EXERCISE DETAILS: Copy the rows from the line containing "object_class: lips" through the end of the rows, swapping "short hair" for "cropped hair" and leaving everything else the same.

──────── SUPPLIED INFORMATION

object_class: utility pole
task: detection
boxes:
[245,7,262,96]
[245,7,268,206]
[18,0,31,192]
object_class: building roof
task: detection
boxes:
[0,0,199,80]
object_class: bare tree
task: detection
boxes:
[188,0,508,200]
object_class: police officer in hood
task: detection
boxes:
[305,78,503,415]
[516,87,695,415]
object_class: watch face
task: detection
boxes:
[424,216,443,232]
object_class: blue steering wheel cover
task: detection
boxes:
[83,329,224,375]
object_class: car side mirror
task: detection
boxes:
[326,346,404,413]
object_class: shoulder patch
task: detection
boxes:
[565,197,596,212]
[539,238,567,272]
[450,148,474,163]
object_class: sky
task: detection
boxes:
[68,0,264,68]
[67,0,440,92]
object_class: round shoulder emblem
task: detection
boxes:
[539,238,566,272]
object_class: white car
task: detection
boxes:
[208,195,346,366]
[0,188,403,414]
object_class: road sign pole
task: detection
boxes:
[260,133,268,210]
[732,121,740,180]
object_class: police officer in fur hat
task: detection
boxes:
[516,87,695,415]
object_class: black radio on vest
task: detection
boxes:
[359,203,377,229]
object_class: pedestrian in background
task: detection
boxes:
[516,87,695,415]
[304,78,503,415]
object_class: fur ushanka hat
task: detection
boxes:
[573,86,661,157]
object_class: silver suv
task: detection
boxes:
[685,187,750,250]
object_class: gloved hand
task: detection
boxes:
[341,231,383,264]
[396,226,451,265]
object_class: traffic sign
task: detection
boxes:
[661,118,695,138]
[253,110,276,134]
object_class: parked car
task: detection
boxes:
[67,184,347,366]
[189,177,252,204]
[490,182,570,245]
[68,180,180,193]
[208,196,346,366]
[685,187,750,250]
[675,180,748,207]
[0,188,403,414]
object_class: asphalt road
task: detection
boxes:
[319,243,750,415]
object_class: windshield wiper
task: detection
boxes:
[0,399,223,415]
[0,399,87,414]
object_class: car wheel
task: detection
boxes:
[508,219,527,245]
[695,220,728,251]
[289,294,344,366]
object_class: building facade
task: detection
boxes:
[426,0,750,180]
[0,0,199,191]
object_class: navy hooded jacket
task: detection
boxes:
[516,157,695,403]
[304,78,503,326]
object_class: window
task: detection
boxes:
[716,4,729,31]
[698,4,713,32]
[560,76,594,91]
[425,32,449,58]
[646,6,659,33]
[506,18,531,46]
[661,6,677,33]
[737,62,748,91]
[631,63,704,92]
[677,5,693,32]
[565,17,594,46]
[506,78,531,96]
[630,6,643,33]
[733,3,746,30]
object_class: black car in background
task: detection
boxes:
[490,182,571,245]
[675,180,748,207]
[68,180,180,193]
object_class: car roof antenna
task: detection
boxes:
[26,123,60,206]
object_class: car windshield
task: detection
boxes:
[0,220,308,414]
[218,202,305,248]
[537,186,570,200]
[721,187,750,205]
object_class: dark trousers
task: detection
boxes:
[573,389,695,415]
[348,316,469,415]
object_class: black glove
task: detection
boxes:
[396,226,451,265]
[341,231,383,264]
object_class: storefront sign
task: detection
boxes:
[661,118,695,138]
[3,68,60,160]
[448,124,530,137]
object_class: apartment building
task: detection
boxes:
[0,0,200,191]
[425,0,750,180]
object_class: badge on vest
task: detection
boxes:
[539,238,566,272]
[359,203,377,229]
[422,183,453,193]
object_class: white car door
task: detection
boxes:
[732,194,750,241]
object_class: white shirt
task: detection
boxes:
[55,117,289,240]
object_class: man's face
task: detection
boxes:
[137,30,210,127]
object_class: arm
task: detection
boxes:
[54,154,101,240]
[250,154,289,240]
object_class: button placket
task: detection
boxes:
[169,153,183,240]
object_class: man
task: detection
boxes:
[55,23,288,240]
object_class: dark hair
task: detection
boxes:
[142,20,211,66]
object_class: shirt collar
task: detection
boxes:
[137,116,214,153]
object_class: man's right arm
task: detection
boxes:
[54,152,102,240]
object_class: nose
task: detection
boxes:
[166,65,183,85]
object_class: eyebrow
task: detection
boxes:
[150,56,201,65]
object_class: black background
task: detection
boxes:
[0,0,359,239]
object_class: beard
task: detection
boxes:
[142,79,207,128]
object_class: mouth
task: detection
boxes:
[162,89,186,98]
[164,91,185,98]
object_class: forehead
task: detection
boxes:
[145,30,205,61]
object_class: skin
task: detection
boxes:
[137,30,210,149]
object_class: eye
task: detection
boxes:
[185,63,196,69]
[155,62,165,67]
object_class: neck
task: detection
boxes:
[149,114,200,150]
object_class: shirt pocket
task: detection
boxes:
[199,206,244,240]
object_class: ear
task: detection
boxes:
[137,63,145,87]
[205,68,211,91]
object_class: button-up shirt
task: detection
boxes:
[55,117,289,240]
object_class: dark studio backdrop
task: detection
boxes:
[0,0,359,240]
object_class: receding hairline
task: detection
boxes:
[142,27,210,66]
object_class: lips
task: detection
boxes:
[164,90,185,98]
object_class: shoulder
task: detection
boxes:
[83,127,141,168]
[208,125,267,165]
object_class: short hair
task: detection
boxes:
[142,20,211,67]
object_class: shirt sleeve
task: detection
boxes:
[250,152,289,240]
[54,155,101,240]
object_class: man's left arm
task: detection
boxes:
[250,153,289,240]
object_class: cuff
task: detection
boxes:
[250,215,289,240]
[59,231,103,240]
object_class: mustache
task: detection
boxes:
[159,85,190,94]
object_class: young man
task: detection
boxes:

────────────────

SOLVED EXERCISE:
object_class: lips
task: detection
boxes:
[164,90,185,98]
object_class: shoulder
task: detection
boxes:
[83,127,141,168]
[208,125,267,165]
object_class: cropped hair
task: detection
boxes:
[142,20,211,67]
object_class: shirt sleeve
task: detection
boxes:
[250,152,289,240]
[54,155,101,240]
object_class: man's left arm
task: detection
boxes:
[250,153,289,240]
object_class: cuff
task: detection
boxes:
[250,215,289,240]
[59,231,103,240]
object_class: mustache
task: detection
boxes:
[159,85,190,94]
object_class: young man
task: detection
boxes:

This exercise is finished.